━━ Extracted text

Information générale
Forum:
Visual FoxPro
Catégorie:
Codage, syntaxe et commandes
Divers
Thread ID:
00036657
Message ID:
00037029
Vues:
32
>As far as what I am trying to do, this might take a while to explain. I have a project that includes six visual classes (VCX) into my project. In VFP 3.0, I would SET PATH to the directories where these VCX's reside. In my application, I would SET CLASSLIB TO myclass.vcx ADDITVE, and all worked fine. Of couse once the application has been compiled to an EXE and moved out to the network, the actual directories for which the VCX's reside no longer exist.
>
>In my DBC, I have use the CREATEOBJECT() to instatiate an object needed to generate a primary key. In VFP 3.0, I have no problem with this. In VFP 5.0, it cannot find the class to instiate the object. It give me the following error with "Locate class" in the window title when the CREATEOBJECT() is encountered:
>
>"Error instatiating class. Cannot find myclass.vcx."
>
>Buttons on the window include Locate..., Ignore, Cancel, and Help. No matter what the user does the program gets caught up in a loop. The funny thing is that typing FILE("myapp.vcx") in the Watch Window at the point of error give me True. I cannot remember, but it seemed that doing a SET CLASSLIB myclass IN myapp got around this error.

━━━━
━━ Supplied information

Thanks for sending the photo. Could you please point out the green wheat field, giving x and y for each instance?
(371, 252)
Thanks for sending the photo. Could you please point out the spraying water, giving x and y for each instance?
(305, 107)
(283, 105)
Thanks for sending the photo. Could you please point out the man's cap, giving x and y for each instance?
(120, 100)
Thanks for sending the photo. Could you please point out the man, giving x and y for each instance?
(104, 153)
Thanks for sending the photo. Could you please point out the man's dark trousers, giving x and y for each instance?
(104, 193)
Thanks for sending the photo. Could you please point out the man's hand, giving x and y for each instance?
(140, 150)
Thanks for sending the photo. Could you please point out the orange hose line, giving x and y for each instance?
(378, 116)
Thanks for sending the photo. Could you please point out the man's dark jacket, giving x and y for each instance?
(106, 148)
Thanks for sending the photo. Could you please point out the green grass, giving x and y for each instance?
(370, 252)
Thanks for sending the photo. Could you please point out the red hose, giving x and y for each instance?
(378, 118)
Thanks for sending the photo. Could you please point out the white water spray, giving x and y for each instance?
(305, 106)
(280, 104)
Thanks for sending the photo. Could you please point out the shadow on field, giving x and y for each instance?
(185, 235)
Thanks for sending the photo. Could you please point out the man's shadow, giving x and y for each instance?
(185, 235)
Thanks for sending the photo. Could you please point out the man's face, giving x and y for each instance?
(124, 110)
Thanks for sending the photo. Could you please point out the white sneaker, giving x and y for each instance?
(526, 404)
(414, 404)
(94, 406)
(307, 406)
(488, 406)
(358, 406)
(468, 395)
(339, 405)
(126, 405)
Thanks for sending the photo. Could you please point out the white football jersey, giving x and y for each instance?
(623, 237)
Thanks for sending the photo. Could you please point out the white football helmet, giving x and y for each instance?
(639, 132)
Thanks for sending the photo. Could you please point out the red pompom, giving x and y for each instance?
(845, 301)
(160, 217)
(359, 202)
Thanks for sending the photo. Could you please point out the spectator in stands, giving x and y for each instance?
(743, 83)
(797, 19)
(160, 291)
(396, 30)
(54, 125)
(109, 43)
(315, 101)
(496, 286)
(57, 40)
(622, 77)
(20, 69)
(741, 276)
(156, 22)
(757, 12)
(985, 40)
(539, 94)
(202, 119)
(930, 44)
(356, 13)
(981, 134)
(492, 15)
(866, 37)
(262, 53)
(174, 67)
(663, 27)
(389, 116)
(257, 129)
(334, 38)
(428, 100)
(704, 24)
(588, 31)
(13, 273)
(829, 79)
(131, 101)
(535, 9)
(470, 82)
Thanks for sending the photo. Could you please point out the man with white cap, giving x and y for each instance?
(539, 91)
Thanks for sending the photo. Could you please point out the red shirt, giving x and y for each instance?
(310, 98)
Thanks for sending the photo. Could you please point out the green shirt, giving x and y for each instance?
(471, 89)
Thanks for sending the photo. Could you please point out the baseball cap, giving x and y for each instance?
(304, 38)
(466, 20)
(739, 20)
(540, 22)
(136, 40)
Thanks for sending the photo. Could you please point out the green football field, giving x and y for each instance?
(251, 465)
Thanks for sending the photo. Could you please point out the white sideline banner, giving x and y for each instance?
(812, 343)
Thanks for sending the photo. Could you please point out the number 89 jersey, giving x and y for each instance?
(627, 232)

━━━━

Task requirements
- A) According to the forum post, how many visual classes does the project include?
- B) List every button that the forum post says appears on the error window.
- C) Translate this sentence from the forum post into French: "No matter what the user does the program gets caught up in a loop."
The records are material separate from the forum post.

Expected outputs
- A) Six visual classes (VCX).

- B) Locate..., Ignore, Cancel, Help

- C) Quoi que fasse l'utilisateur, le programme se retrouve pris dans une boucle.